▸ Aim of the task
Output all of the data verbatim.

============

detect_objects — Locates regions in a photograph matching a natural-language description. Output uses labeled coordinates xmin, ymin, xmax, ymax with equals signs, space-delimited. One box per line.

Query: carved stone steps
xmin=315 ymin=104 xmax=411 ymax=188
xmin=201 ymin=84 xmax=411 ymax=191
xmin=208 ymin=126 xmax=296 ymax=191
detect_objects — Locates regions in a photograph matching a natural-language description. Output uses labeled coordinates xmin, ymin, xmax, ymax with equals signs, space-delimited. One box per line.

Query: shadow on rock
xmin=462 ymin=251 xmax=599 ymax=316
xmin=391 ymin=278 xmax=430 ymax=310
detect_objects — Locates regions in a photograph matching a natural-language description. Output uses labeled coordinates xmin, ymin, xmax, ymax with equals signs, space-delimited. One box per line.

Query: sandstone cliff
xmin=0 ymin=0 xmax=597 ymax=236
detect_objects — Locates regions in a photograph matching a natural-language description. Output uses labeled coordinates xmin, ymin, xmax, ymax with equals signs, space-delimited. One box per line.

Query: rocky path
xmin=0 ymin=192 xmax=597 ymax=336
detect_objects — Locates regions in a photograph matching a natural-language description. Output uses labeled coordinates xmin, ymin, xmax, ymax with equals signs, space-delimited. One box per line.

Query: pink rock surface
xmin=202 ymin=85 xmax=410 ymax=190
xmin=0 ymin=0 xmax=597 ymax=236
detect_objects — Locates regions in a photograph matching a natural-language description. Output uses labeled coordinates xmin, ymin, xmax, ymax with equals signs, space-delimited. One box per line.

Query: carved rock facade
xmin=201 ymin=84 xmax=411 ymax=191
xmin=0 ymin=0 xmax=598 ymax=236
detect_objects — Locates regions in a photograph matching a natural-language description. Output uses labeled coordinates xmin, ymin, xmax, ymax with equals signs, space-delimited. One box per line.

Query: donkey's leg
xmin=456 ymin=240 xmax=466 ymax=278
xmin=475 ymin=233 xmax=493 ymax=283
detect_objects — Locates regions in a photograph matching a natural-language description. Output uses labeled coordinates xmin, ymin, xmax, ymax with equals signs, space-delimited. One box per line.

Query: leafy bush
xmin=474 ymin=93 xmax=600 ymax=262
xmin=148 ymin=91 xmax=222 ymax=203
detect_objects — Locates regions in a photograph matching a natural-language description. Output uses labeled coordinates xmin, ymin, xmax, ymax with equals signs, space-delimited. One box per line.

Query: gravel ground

============

▸ Task result
detect_objects — Locates regions in a photograph matching a natural-language description. Output uses labeled coordinates xmin, ymin, xmax, ymax with equals signs, space-delimited. One box per line.

Query: carved stone steps
xmin=315 ymin=104 xmax=411 ymax=188
xmin=201 ymin=84 xmax=411 ymax=191
xmin=208 ymin=126 xmax=296 ymax=191
detect_objects — Locates regions in a photograph matching a natural-language description. Output uses labeled coordinates xmin, ymin, xmax, ymax with equals signs, space-delimited. One box per line.

Query: shadow on rock
xmin=462 ymin=251 xmax=599 ymax=316
xmin=391 ymin=278 xmax=430 ymax=310
detect_objects — Locates regions in a photograph matching a natural-language description. Output uses labeled coordinates xmin, ymin, xmax, ymax with equals signs, space-delimited. One box per line.

Query: sandstone cliff
xmin=0 ymin=0 xmax=597 ymax=236
detect_objects — Locates regions in a photograph matching a natural-language description. Output uses labeled coordinates xmin, ymin, xmax, ymax with equals signs, space-delimited. One box per line.

Query: rocky path
xmin=0 ymin=192 xmax=597 ymax=336
detect_objects — Locates regions in a photograph matching a natural-language description. Output uses labeled coordinates xmin, ymin, xmax, ymax with equals signs, space-delimited. One box per line.

Query: pink rock surface
xmin=202 ymin=85 xmax=410 ymax=190
xmin=0 ymin=0 xmax=597 ymax=236
detect_objects — Locates regions in a photograph matching a natural-language description. Output uses labeled coordinates xmin, ymin, xmax, ymax with equals signs, space-delimited. One box per line.

Query: carved rock facade
xmin=201 ymin=84 xmax=411 ymax=191
xmin=0 ymin=0 xmax=598 ymax=236
detect_objects — Locates regions in a photograph matching a natural-language description. Output uses labeled coordinates xmin, ymin, xmax, ymax with equals signs, space-delimited. One box per line.

Query: donkey's leg
xmin=456 ymin=240 xmax=466 ymax=278
xmin=475 ymin=233 xmax=493 ymax=283
detect_objects — Locates regions in a photograph matching a natural-language description. Output uses labeled coordinates xmin, ymin, xmax, ymax with equals signs, space-delimited. One box per line.

Query: leafy bush
xmin=474 ymin=93 xmax=600 ymax=262
xmin=148 ymin=91 xmax=222 ymax=203
detect_objects — Locates regions in a photograph matching a natural-language description. Output uses labeled coordinates xmin, ymin, xmax, ymax with equals signs, space-delimited. One box per line.

Query: gravel ground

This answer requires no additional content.